====== Data for processing
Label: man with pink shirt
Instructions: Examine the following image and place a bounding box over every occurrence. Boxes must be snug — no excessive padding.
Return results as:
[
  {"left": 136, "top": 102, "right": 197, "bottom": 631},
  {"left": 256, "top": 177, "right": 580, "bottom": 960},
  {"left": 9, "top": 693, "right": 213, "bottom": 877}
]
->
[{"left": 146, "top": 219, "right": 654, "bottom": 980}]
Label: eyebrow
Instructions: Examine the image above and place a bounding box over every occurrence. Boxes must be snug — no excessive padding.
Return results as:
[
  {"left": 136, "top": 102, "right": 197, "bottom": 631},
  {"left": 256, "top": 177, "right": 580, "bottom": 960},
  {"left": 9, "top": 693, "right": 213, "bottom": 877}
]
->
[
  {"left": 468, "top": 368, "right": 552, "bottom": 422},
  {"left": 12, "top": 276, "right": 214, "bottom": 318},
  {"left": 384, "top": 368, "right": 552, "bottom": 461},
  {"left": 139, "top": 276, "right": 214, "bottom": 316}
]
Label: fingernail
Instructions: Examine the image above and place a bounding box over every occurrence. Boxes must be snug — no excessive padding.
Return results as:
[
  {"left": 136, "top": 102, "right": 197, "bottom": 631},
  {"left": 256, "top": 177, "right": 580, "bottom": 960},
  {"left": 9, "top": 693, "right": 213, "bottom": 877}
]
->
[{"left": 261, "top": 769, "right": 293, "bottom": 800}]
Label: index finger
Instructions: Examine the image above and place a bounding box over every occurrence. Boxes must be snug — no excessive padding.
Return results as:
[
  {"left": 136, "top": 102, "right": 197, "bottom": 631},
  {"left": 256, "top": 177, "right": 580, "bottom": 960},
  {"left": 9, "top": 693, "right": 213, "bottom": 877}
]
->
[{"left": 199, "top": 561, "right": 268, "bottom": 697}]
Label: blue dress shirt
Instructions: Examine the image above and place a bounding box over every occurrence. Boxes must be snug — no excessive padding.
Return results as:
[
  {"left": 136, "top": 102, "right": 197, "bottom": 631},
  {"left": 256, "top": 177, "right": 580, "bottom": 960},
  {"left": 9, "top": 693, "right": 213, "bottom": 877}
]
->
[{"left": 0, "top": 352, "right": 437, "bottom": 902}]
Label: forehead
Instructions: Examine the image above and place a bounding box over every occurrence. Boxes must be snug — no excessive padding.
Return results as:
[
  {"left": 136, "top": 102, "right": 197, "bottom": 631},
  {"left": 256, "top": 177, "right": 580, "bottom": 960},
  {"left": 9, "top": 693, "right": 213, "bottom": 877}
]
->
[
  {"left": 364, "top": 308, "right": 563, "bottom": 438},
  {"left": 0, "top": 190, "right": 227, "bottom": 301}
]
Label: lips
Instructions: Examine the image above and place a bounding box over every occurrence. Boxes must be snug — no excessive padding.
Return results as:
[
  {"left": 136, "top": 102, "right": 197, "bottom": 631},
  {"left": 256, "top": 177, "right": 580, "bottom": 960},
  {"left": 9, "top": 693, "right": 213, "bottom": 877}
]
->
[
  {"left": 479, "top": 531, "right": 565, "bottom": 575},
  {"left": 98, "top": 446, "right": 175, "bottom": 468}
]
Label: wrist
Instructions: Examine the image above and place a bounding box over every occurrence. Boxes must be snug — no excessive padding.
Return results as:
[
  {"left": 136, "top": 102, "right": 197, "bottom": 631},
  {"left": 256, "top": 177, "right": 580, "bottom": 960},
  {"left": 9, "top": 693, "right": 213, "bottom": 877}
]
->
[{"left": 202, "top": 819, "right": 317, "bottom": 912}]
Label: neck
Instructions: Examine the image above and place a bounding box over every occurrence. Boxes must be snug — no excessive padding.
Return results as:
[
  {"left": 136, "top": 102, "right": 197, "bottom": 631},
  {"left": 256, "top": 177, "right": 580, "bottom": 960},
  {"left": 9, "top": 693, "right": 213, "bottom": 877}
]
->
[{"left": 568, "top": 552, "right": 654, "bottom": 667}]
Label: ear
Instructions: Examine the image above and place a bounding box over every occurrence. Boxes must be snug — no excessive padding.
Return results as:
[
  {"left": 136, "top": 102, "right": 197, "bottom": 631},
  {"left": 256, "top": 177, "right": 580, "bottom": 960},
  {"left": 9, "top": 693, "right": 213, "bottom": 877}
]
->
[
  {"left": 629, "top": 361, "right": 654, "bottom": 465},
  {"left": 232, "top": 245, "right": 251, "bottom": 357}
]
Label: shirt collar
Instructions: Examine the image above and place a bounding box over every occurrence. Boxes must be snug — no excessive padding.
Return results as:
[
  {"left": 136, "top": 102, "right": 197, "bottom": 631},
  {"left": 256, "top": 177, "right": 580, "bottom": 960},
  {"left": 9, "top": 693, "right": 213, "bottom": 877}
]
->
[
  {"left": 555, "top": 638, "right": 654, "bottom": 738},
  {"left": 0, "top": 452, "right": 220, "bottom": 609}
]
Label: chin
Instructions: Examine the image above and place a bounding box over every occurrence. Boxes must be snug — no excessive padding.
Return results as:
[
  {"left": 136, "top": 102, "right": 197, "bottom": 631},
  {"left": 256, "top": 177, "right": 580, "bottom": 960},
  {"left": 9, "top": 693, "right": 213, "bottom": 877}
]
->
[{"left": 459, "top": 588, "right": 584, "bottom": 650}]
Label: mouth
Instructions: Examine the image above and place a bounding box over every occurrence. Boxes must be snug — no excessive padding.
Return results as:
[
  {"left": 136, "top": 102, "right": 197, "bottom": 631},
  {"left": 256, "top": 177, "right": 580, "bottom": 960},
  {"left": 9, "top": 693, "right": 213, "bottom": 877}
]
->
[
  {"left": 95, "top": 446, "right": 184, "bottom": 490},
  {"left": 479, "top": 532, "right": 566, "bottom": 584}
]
============
*Set task:*
Please collect every line from the records above that contains the string "shirt".

*Final result:*
Label: man with pink shirt
Label: blue dress shirt
Label: shirt collar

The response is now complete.